WHAT TO PRODUCE: Lay out every line of the items below as a Markdown table with the columns Number and Line, numbering the rows in order and skipping blank lines.

RECORD LIST:
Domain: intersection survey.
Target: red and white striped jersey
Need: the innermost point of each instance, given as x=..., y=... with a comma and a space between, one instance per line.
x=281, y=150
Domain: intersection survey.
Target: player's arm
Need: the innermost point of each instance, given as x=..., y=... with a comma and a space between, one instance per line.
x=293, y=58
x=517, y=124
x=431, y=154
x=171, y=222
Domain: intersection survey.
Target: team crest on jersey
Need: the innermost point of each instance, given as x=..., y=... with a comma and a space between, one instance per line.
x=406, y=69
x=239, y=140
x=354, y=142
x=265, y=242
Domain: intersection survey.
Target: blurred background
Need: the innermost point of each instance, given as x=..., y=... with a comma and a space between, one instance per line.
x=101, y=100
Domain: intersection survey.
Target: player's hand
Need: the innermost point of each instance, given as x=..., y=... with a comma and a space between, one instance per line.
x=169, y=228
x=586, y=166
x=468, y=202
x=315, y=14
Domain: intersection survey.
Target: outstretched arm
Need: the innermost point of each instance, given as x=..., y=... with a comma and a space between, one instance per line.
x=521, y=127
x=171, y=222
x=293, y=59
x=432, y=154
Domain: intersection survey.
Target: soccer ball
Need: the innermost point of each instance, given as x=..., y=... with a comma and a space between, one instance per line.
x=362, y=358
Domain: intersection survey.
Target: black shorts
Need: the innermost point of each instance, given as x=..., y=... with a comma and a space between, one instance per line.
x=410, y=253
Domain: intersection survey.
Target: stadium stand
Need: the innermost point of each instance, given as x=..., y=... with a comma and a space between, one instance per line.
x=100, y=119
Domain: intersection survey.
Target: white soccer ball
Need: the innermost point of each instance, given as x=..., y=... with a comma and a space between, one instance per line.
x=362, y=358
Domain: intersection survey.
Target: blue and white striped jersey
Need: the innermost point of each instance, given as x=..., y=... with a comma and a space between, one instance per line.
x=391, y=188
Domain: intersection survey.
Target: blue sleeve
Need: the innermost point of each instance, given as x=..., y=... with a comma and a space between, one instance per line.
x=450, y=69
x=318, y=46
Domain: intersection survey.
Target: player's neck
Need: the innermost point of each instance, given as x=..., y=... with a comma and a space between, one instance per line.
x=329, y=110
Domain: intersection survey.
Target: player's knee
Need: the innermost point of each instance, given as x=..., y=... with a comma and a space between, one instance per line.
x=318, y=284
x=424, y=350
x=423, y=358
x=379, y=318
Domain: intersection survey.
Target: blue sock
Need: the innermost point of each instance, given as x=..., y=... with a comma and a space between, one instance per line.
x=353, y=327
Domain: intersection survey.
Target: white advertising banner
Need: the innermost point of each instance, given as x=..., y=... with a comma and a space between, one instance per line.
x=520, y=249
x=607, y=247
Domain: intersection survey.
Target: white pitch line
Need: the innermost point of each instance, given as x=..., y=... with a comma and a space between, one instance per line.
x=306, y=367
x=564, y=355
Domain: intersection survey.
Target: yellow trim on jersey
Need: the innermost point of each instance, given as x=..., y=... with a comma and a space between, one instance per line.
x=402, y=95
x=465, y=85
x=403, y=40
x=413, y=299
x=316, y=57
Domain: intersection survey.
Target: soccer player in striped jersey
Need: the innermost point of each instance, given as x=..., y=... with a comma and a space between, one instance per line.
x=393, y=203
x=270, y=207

COMPLETE OUTPUT:
| Number | Line |
|---|---|
| 1 | Domain: intersection survey. |
| 2 | Target: red and white striped jersey |
| 3 | Need: the innermost point of each instance, given as x=..., y=... with a comma and a space between, one instance per line. |
| 4 | x=281, y=150 |
| 5 | Domain: intersection survey. |
| 6 | Target: player's arm |
| 7 | Need: the innermost point of each instance, given as x=..., y=... with a comma and a space between, one instance per line. |
| 8 | x=293, y=58 |
| 9 | x=517, y=124 |
| 10 | x=431, y=154 |
| 11 | x=171, y=222 |
| 12 | Domain: intersection survey. |
| 13 | Target: team crest on jersey |
| 14 | Need: the innermost point of each instance, given as x=..., y=... with a comma and a space between, one instance per line. |
| 15 | x=406, y=69 |
| 16 | x=239, y=140 |
| 17 | x=354, y=142 |
| 18 | x=265, y=242 |
| 19 | Domain: intersection survey. |
| 20 | Target: blurred background |
| 21 | Need: the innermost point of each instance, given as x=..., y=... with a comma and a space between, one instance per line. |
| 22 | x=101, y=100 |
| 23 | Domain: intersection survey. |
| 24 | Target: player's hand |
| 25 | Need: the innermost point of each instance, given as x=..., y=... with a comma and a space between, one instance per line. |
| 26 | x=169, y=228 |
| 27 | x=586, y=166 |
| 28 | x=468, y=202 |
| 29 | x=315, y=14 |
| 30 | Domain: intersection survey. |
| 31 | Target: outstretched arm |
| 32 | Need: the innermost point of each instance, given as x=..., y=... with a comma and a space between, one instance per line. |
| 33 | x=521, y=127 |
| 34 | x=171, y=222 |
| 35 | x=293, y=59 |
| 36 | x=432, y=154 |
| 37 | Domain: intersection survey. |
| 38 | Target: soccer ball |
| 39 | Need: the innermost point of each instance, given as x=..., y=... with a comma and a space between, one instance per line. |
| 40 | x=362, y=358 |
| 41 | Domain: intersection survey. |
| 42 | Target: black shorts |
| 43 | Need: the innermost point of each instance, given as x=..., y=... with a comma and a space between, one instance per line. |
| 44 | x=410, y=253 |
| 45 | Domain: intersection survey. |
| 46 | Target: stadium stand |
| 47 | Need: the innermost point of each instance, given as x=..., y=... with a comma and a space between, one instance per line. |
| 48 | x=100, y=119 |
| 49 | Domain: intersection survey. |
| 50 | Target: white soccer ball |
| 51 | Need: the innermost point of each instance, given as x=..., y=... with a comma and a space between, one instance per line. |
| 52 | x=362, y=358 |
| 53 | Domain: intersection survey. |
| 54 | Target: blue and white striped jersey |
| 55 | Need: the innermost point of each instance, given as x=..., y=... with a comma and a space between, one instance per line. |
| 56 | x=391, y=188 |
| 57 | Domain: intersection survey. |
| 58 | Target: blue sleeve |
| 59 | Need: the innermost point of each instance, given as x=..., y=... with a comma and a space between, one instance per line. |
| 60 | x=450, y=69 |
| 61 | x=318, y=46 |
| 62 | Domain: intersection survey. |
| 63 | Target: player's neck |
| 64 | Need: the innermost point of each instance, given as x=..., y=... with a comma and a space between, one instance per line. |
| 65 | x=329, y=110 |
| 66 | Domain: intersection survey. |
| 67 | Target: player's knee |
| 68 | Need: the innermost point of each instance, given as x=..., y=... with a comma and a space between, one instance per line. |
| 69 | x=318, y=284 |
| 70 | x=424, y=350 |
| 71 | x=423, y=358 |
| 72 | x=379, y=318 |
| 73 | Domain: intersection survey. |
| 74 | Target: blue sock |
| 75 | Need: the innermost point of each instance, given as x=..., y=... with a comma and a space between, one instance per line. |
| 76 | x=353, y=327 |
| 77 | Domain: intersection survey. |
| 78 | Target: white advertising banner |
| 79 | Need: the innermost point of each instance, given as x=..., y=... with a comma and a space between, one instance per line. |
| 80 | x=520, y=249 |
| 81 | x=607, y=247 |
| 82 | Domain: intersection survey. |
| 83 | Target: white pitch line |
| 84 | Need: the innermost point of each instance, given as x=..., y=... with a comma and a space between, one instance per line. |
| 85 | x=306, y=367 |
| 86 | x=564, y=355 |
| 87 | Domain: intersection survey. |
| 88 | Target: yellow trim on jersey |
| 89 | Need: the innermost point of each instance, given as x=..., y=... with a comma and a space between, one instance per line. |
| 90 | x=402, y=95 |
| 91 | x=465, y=85 |
| 92 | x=403, y=40 |
| 93 | x=413, y=299 |
| 94 | x=316, y=57 |
| 95 | Domain: intersection survey. |
| 96 | Target: soccer player in striped jersey |
| 97 | Need: the innermost point of each instance, given as x=..., y=... with a comma and a space between, one instance per line. |
| 98 | x=393, y=203 |
| 99 | x=270, y=207 |